(Entries from a data source)

## begin

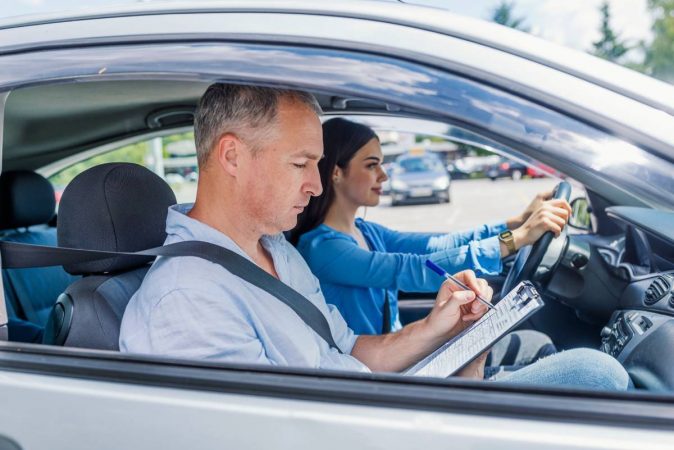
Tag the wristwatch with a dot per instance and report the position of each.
(507, 238)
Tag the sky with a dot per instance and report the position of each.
(573, 23)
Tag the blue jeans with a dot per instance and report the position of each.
(529, 357)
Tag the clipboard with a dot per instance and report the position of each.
(455, 354)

## end

**Exercise objective**. Rewrite the stretch of the entries from the line containing "Tag the clipboard" through the end as a numbered list, omitting any blank lines.

**Solution to the problem**.
1. Tag the clipboard with a dot per instance and report the position of each.
2. (455, 354)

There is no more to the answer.